» Selection
—————
The carry-lookahead equations are:
- \(G_i = A_i \cdot B_i\)
- \(P_i = A_i \oplus B_i\)
- \(C_1 = G_0 + P_0 \cdot C_0\)
- \(C_2 = G_1 + P_1 \cdot G_0 + P_1 \cdot P_0 \cdot C_0\)
- \(C_3 = G_2 + P_2 \cdot G_1 + P_2 \cdot P_1 \cdot G_0 + P_2 \cdot P_1 \cdot P_0 \cdot C_0\)
- \(C_4 = G_3 + P_3 \cdot G_2 + P_3 \cdot P_2 \cdot G_1 + P_3 \cdot P_2 \cdot P_1 \cdot G_0 + P_3 \cdot P_2 \cdot P_1 \cdot P_0 \cdot C_0\)
Show Answer
library IEEE;
use IEEE.STD_LOGIC_1164.ALL;
-- Partial Full Adder: generates P, G, and Sum (needs external carry)
entity pfa is
port (
a, b, cin : in std_logic;
p, g, s : out std_logic
);
end entity pfa;
architecture dataflow of pfa is
begin
p <= a xor b;
g <= a and b;
s <= a xor b xor cin;
end architecture dataflow;
-- Carry Lookahead Logic
library IEEE;
use IEEE.STD_LOGIC_1164.ALL;
entity cll is
port (
p : in std_logic_vector(3 downto 0);
g : in std_logic_vector(3 downto 0);
c0 : in std_logic;
c : out std_logic_vector(4 downto 1)
—————
» Extracted data
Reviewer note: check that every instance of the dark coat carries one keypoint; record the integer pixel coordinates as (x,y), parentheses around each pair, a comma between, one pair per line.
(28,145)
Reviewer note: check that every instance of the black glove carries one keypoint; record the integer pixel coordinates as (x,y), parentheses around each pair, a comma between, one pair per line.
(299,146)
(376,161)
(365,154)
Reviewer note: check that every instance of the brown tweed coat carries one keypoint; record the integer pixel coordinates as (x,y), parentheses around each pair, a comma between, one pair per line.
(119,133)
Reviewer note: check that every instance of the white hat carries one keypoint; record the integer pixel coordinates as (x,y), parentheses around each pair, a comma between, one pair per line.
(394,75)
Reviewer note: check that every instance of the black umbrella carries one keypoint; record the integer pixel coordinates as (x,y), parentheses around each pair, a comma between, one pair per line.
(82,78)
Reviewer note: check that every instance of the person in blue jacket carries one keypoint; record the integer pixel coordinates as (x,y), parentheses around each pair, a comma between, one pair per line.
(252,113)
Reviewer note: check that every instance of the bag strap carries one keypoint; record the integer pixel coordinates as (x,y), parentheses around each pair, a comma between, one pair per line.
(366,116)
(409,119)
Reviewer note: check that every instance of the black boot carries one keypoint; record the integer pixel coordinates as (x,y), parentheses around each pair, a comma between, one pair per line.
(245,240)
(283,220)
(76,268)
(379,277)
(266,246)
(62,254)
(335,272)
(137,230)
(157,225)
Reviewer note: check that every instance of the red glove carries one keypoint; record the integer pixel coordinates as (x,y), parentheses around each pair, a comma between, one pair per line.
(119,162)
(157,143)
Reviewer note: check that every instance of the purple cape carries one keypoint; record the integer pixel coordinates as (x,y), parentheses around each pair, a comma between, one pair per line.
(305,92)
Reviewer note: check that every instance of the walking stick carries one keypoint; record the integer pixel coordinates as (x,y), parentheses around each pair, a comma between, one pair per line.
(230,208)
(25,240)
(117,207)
—————
» Problems to work on
- a) In the carry-lookahead text, why does the partial full adder entity take a cin input even though its p and g outputs depend only on a and b?
- b) Pick up the carry-lookahead text right after its final line and write what comes next.

» Answers for the exercise
- a) The comment states that the partial full adder generates P, G, and the sum but needs an external carry. Its sum output is computed as a xor b xor cin, so the carry arriving from outside must be supplied as an input.

- b)
);
end entity cll;
architecture dataflow of cll is
begin
c(1) <= g(0) or (p(0) and c0);
c(2) <= g(1) or (p(1) and g(0))
or (p(1) and p(0) and c0);
c(3) <= g(2) or (p(2) and g(1))
or (p(2) and p(1) and g(0))
or (p(2) and p(1) and p(0) and c0);
c(4) <= g(3) or (p(3) and g(2))
or (p(3) and p(2) and g(1))
or (p(3) and p(2) and p(1) and g(0))
or (p(3) and p(2) and p(1) and p(0) and c0);
end architecture dataflow;
-- 4-bit CLA (structural top level)
library IEEE;
use IEEE.STD_LOGIC_1164.ALL;
entity cla_adder4 is
port (
A, B : in std_logic_vector(3 downto 0);
cin : in std_logic;
S : out std_logic_vector(3 downto 0);
cout : out std_logic
);
end entity cla_adder4;
architecture structural of cla_adder4 is
component pfa is
port (a, b, cin : in std_logic; p, g, s : out std_logic);
end component;
component cll is
port (
p : in std_logic_vector(3 downto 0);
g : in std_logic_vector(3 downto 0);
c0 : in std_logic;
c : out std_logic_vector(4 downto 1)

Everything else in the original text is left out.